### Dataset entries

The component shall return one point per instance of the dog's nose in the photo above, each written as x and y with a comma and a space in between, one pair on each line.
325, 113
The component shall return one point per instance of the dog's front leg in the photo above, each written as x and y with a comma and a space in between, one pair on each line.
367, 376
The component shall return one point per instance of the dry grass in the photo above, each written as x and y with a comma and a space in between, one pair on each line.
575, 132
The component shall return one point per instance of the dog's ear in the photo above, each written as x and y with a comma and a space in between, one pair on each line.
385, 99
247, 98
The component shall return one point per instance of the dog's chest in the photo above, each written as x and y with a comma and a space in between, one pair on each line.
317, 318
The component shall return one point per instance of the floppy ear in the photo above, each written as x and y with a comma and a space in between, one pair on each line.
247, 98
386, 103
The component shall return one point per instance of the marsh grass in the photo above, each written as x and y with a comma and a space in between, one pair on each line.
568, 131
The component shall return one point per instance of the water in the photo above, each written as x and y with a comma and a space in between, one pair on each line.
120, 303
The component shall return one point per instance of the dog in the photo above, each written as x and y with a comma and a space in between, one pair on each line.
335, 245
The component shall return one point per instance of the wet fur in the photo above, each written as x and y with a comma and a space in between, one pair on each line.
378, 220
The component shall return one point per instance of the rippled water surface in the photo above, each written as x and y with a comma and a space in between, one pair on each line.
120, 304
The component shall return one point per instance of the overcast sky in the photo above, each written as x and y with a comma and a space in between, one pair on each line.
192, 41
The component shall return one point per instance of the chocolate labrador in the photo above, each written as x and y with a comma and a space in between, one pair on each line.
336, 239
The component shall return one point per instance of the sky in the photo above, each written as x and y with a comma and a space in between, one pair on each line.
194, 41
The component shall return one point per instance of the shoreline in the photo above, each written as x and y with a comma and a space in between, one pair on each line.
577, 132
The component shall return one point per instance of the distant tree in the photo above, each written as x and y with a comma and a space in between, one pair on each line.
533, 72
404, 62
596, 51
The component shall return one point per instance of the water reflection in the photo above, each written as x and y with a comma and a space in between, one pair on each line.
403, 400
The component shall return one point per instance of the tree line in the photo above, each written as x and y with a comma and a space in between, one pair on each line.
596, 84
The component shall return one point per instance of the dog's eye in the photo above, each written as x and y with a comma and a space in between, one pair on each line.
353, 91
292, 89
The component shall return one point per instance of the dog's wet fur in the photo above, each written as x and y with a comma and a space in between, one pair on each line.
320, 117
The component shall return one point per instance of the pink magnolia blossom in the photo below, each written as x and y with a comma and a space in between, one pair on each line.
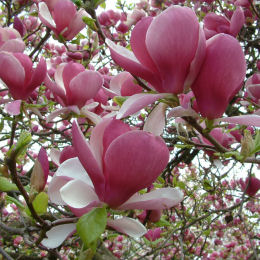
118, 162
62, 17
168, 50
10, 40
19, 75
221, 75
214, 24
74, 85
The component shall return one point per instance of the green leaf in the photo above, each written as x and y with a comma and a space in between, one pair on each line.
40, 204
10, 200
6, 185
91, 225
22, 143
90, 22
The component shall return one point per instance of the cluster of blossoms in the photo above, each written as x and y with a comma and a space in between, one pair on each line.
191, 73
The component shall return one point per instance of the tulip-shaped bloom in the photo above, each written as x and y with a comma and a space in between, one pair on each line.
10, 40
118, 162
62, 17
221, 75
253, 87
18, 74
168, 50
74, 85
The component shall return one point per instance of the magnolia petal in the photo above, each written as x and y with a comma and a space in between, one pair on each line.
155, 122
55, 156
249, 120
136, 102
78, 194
13, 108
159, 199
57, 234
128, 226
87, 158
45, 15
180, 112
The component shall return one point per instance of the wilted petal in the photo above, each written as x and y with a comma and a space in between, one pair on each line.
128, 226
57, 235
159, 199
136, 102
78, 194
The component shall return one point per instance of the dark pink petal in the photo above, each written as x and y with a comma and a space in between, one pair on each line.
83, 87
70, 70
13, 75
126, 59
237, 21
128, 226
63, 12
87, 158
76, 25
221, 75
13, 108
136, 102
172, 40
132, 162
163, 198
138, 43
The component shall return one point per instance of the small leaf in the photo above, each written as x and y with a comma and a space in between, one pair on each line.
40, 204
91, 225
6, 185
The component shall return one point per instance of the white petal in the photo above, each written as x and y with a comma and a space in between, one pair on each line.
128, 226
78, 194
57, 235
163, 198
155, 122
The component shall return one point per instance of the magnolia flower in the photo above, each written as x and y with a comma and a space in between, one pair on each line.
74, 85
10, 40
19, 76
221, 75
168, 50
62, 17
110, 169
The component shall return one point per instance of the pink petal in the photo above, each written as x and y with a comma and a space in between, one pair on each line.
128, 226
13, 108
13, 45
237, 21
78, 194
159, 199
132, 162
57, 234
136, 102
13, 75
129, 62
87, 158
155, 122
138, 44
250, 120
76, 25
171, 41
63, 12
45, 15
221, 75
84, 87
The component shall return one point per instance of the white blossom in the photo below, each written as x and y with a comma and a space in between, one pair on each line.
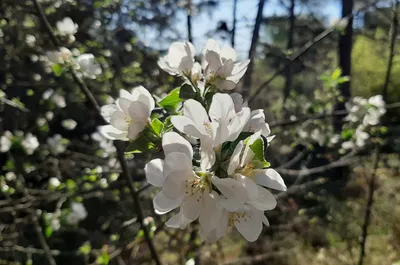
221, 124
129, 116
5, 142
63, 55
10, 176
105, 144
181, 185
220, 67
88, 66
30, 143
66, 27
69, 124
77, 214
54, 182
57, 144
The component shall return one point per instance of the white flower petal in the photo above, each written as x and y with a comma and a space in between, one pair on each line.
249, 226
143, 95
107, 111
135, 128
264, 201
163, 204
173, 142
191, 206
112, 133
270, 178
118, 120
234, 162
230, 188
187, 126
222, 107
154, 172
139, 111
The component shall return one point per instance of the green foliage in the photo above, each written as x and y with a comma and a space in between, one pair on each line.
157, 126
58, 69
172, 100
104, 259
85, 248
187, 92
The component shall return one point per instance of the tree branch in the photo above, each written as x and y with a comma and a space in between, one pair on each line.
119, 146
307, 47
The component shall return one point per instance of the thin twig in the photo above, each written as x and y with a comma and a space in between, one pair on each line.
118, 145
322, 116
32, 213
315, 170
302, 51
373, 179
368, 208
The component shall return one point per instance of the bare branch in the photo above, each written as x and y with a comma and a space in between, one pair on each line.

######

* What you need to do *
What you return must match the entries above exactly, apart from the pictures, which are left out.

* Solution to the exercise *
The component shall return one point per instance of the dog's nose in the photo above, each written as x and y with a comma and a space in between, one pair on each line.
325, 113
The component shall return one point per instance of the dog's front leg in the photo above, each written as x and y with a comma and a space in between, one pair on each line.
367, 376
The component shall return one point per instance of the dry grass in the photo above, each written as x and y with a comma and a space in between, one pair on each line.
575, 132
The component shall return one point per instance of the dog's ear in the photo above, each written as x and y with a comma and a space in between, one pair on each line.
385, 99
247, 98
The component shall return one point per instance of the dog's chest in the photo above, each written as x and y with a comma and a space in between, one pair on each line.
317, 318
The component shall return one point per instance of the floppy ear in the photo above, each written as x and y with a comma and a space in between, one pair on each line.
247, 98
386, 103
The component shall return one point per instance of the marsh grass in the photo above, each written as x and y with a comma and a space in between, one pair on each line.
568, 131
The component shall return one point per instance of the water in the photo above, each written as x and y with a comma and a space in between, one pair on each line.
120, 303
The component shall return one point per instance of the dog in the photo above, each written as x and y with a comma and a space in between, one pair on each line.
335, 245
The component shall return one point per instance of the wet fur in the photo above, each written as x and y with a comma and a space in between, one pair on each line.
378, 220
The component shall return one point per instance of the rippled water surface in the photo above, each written as x and y with a comma and a space in between, one pair on each line.
120, 304
The component shall return one point per instance of the overcast sky in the photo above, each written as x and y with a comma and a space in between, one pair on each line.
192, 41
The component shall return one point per instance of the chocolate labrador in the photo above, each written as x and y with a comma and a space in between, one pair on each line.
336, 239
The component shall return one point per instance of the sky in the photo above, each written as x and y with a comma and a space in between, one pair on each line.
194, 41
The component shall return one point per instance of the shoreline in the photo above, each written as x and y with a comma and a space in between, one pair on each line.
577, 132
The component shall return one point per instance of the distant tree in the photo above, each written as x and y with a comma and a space in between, one pair on each line.
533, 72
404, 62
596, 51
The component shall return one point per instance of the water reflection in the photo above, each written as x and y with a comma and a space in between, one pair on each line.
403, 400
The component shall return one point per instance of the tree line in the photo above, each written as x and y with a comma and a space in between, one pair on each line.
596, 84
The component shall return one point per instance of the dog's eye in the photo above, each written as x and y with a comma and a space in between, one pair on each line.
353, 91
292, 89
The component shall return one point per instance of the dog's wet fur in the photo above, each written as x and y with a comma and a space in between, one pair on each line.
320, 117
The component shall return one point per instance of the pink magnolia blossom in the photo below, each written as x and y with a comma and a space in between, one pair on each line.
118, 162
62, 17
168, 50
10, 40
19, 75
221, 75
214, 24
74, 85
The component shall return one point per instance of the green leaf in the photo above, each written as x and y with a comma and a space in between, one pair on each line.
40, 204
10, 200
6, 185
91, 225
22, 143
90, 22
The component shall return one point per instance of the cluster of blossoms in the photo above, each written as x and y with a comma and a space in between, one pair on each line.
191, 73
The component shall return one point per instance of the tulip-shaped bloom in the photo above, each written as x and y with a comma and a space in between, one pair on each line.
10, 40
118, 162
62, 17
221, 75
253, 87
18, 74
168, 50
74, 85
The component shall return one point per instance of the magnolia petal in the photo above, each written as x and y with a comma and a space in between, one pair on each line.
155, 122
55, 156
249, 120
136, 102
78, 194
13, 108
159, 199
57, 234
128, 226
87, 158
45, 15
180, 112
The component shall return one point per instance of the wilted petal in the photo above, each written as x and y with a comma and a space in between, one pair on each line.
128, 226
57, 235
159, 199
136, 102
78, 194
The component shall return one point per instance of the dark pink petal in the photo above, each written as x and y with a comma and a space in between, one pair on each line.
83, 87
70, 70
13, 75
126, 59
237, 21
128, 226
63, 12
87, 158
76, 25
221, 75
13, 108
136, 102
172, 40
132, 162
163, 198
138, 43
The component shall return one point per instance of the small leaf in the photo above, each written as x and y with a comma and a space in between, one pair on each line.
40, 204
91, 225
6, 185
The component shall return one point per instance of the white petal in the photo above, each written as x and y with a comma and a space in between, one pair on each line.
128, 226
78, 194
57, 235
163, 198
155, 122
The component shall return one point per instance of the magnolia flower in the photo above, each written as x and y with a comma and a space in between, one pair on each line.
74, 85
10, 40
19, 76
221, 75
168, 50
62, 17
110, 169
The component shall return one point per instance of the pink petal in the photo above, each written as x and y with a comma and a space in between, one pair on each line.
128, 226
13, 108
13, 45
237, 21
78, 194
159, 199
132, 162
57, 234
136, 102
13, 75
129, 62
87, 158
155, 122
138, 44
250, 120
76, 25
171, 41
63, 12
45, 15
221, 75
84, 87
The component shall return one point per instance of the white blossom in the photo below, each written as x and y with a comma and a space in between, one pair on each line.
221, 124
129, 116
5, 142
63, 55
10, 176
105, 144
181, 185
220, 67
88, 66
30, 143
66, 27
69, 124
77, 214
54, 182
57, 144
The component shall return one point per instance of the white flower petal in the photo above, each written as x and y with a comma and a space in between, one pair on each line.
249, 226
143, 95
107, 111
135, 128
264, 201
163, 204
173, 142
191, 206
112, 133
270, 178
118, 120
234, 162
230, 188
187, 126
222, 107
154, 172
139, 111
The component shall return one point per instance of the green foliage in the photo above, each written as x and y with a comma and a space in between, one pair on each line.
157, 126
58, 69
172, 100
104, 259
85, 248
187, 92
The component shall return one point per instance of the tree branch in the photo above, each written as x and y with a comma and a space in between, one pair on each line.
119, 146
307, 47
The component shall return one point per instance of the thin twig in the photo above, each written as x and y with a comma and a space in between, one pair on each line.
118, 145
322, 116
32, 213
315, 170
302, 51
373, 179
368, 208
The component shall return one point per instance of the bare branch in the photo above, each written as x and y with a comma and a space in between, one pair on each line.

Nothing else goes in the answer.